Foldmason not running on large set of proteins
Opened this issue · 11 comments
Expected Behavior
I am running foldmason with the command below:
easy-msa /workspace/protein/structs /workspace/results_foldmason/protein/result /workspace/results_foldmason/protein/tmpFolder --report-mode 1 --precluster --max-seq-len 4000
I have about 2000 proteins of approx length 280 amino acids.
Current Behavior
I am getting memory errors.
Steps to Reproduce (for bugs)
Just run easy-msa on a large set of sequences.
Foldseek Output (for bugs)
I get the output below (last few lines):
Size of the sequence database: 3588
Size of the alignment database: 3588
Number of clusters: 1487
Writing results 0h 0m 0s 0ms
Time for merging to clu: 0h 0m 0s 428ms
Time for processing: 0h 0m 36s 725ms
Error: structuremsa died
Segmentation fault (core dumped)
Context
The --max-seq-len parameter doesn't seem to make a difference. I'm still getting the memory error.
Your Environment
I've been running foldmason via the docker image created from the dockerfile. I am running on a kubernetes cluster and provide 64Gb of RAM, and 6 cpus.
Do you also get the same behaviour with pre-clustering disabled (--precluster 0
)?
How did you build the container? I just realized that we have not been automatically building containers.
@gamcil commited a fix earlier today. Could you check if the issue is still happening for you? You can download precompiled binaries at https://mmseqs.com/foldmason.
How did you build the container? I just realized that we have not been automatically building containers.
I used the Dockerfile provided in the repository
@gamcil commited a fix earlier today. Could you check if the issue is still happening for you? You can download precompiled binaries at https://mmseqs.com/foldmason.
Running this now. It seems to have gone further than before. I removed --report-mode 1
. Could that be causing the issue?
@gamcil commited a fix earlier today. Could you check if the issue is still happening for you? You can download precompiled binaries at https://mmseqs.com/foldmason.
Running this now. It seems to have gone further than before. I removed
--report-mode 1
. Could that be causing the issue?

Data records:

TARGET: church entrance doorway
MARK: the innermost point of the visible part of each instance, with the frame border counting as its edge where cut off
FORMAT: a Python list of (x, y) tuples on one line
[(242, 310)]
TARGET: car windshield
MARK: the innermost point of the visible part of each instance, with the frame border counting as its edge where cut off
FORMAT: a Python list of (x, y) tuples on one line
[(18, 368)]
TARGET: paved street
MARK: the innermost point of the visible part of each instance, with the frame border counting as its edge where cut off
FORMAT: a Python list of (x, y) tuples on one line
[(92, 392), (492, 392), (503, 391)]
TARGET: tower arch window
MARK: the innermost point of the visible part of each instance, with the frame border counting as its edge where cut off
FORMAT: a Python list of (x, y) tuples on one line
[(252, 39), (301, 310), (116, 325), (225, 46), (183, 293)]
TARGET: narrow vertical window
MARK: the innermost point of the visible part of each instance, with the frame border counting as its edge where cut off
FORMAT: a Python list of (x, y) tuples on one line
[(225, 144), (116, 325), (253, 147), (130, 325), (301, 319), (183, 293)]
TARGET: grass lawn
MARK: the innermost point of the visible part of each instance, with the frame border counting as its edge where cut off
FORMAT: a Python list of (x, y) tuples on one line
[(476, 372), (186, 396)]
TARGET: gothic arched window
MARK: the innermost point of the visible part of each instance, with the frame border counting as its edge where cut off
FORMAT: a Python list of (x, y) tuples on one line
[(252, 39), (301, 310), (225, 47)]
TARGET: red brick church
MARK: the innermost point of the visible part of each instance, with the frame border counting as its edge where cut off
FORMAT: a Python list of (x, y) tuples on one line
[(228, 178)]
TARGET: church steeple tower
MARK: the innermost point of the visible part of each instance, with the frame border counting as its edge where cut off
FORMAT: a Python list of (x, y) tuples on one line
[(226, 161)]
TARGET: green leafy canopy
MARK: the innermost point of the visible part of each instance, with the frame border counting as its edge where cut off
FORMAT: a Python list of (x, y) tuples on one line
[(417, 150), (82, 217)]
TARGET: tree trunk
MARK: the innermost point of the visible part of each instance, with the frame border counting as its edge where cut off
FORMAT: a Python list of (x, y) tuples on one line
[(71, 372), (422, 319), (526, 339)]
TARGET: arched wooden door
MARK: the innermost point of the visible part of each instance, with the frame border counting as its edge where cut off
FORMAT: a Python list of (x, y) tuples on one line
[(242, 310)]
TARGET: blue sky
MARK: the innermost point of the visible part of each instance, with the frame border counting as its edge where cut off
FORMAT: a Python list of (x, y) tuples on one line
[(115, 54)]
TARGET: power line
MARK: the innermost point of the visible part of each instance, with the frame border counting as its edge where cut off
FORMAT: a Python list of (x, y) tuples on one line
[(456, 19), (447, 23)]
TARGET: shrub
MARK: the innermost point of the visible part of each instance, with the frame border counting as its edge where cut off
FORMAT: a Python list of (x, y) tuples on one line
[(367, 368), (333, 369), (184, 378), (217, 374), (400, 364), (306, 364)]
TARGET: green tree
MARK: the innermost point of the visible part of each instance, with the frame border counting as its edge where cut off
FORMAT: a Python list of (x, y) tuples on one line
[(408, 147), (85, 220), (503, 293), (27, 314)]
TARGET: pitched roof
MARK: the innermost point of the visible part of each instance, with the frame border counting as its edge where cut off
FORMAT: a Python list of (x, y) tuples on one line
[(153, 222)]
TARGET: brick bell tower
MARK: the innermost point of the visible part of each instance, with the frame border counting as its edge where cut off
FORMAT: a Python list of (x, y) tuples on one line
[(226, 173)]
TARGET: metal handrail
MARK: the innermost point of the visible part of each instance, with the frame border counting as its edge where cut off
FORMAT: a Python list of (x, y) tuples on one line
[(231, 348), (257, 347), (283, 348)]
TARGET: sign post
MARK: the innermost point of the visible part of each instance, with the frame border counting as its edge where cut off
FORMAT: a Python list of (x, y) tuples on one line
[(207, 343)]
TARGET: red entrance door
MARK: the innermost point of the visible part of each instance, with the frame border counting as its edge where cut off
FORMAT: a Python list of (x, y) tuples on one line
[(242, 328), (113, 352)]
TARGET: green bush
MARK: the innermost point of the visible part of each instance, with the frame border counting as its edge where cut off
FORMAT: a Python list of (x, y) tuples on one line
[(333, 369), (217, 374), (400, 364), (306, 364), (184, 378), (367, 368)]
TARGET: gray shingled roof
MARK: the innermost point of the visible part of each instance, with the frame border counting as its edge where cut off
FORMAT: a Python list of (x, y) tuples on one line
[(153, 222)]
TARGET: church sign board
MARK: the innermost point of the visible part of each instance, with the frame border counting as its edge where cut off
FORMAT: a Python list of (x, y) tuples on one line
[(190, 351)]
...
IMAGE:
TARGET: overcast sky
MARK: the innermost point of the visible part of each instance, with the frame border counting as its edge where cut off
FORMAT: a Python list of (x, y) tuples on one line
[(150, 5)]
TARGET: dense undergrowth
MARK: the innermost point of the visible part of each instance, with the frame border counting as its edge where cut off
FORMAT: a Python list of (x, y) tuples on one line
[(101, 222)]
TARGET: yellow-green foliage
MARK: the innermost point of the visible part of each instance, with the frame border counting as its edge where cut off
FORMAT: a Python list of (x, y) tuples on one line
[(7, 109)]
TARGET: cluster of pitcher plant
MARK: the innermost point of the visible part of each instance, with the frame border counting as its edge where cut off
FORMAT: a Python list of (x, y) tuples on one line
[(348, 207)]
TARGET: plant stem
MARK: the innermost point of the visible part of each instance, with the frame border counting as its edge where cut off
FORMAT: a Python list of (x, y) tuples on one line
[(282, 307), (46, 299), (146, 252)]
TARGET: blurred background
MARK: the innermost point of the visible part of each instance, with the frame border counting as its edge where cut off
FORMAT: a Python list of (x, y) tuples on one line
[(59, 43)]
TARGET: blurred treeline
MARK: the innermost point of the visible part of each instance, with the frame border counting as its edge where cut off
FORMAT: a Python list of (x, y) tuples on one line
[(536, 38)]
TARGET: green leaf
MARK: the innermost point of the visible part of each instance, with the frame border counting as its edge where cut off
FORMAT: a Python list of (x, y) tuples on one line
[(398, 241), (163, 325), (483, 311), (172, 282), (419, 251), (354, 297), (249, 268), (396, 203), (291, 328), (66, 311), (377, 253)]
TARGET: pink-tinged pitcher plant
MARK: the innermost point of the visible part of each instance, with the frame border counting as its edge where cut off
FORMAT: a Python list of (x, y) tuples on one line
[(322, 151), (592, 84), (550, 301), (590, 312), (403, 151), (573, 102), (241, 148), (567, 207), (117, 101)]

▶ **Required work**
1. According to the Foldmason issue thread, how much RAM and how many CPUs were provided on the Kubernetes cluster?
2. Reproduce the part of the Foldmason issue thread from "Foldmason not running" up to and including "Reproduce (for bugs)".

▶ **Results of the tasks**
1. 64Gb of RAM and 6 CPUs.

2.
Foldmason not running on large set of proteins
Opened this issue · 11 comments
Expected Behavior
I am running foldmason with the command below:
easy-msa /workspace/protein/structs /workspace/results_foldmason/protein/result /workspace/results_foldmason/protein/tmpFolder --report-mode 1 --precluster --max-seq-len 4000
I have about 2000 proteins of approx length 280 amino acids.
Current Behavior
I am getting memory errors.
Steps to Reproduce (for bugs)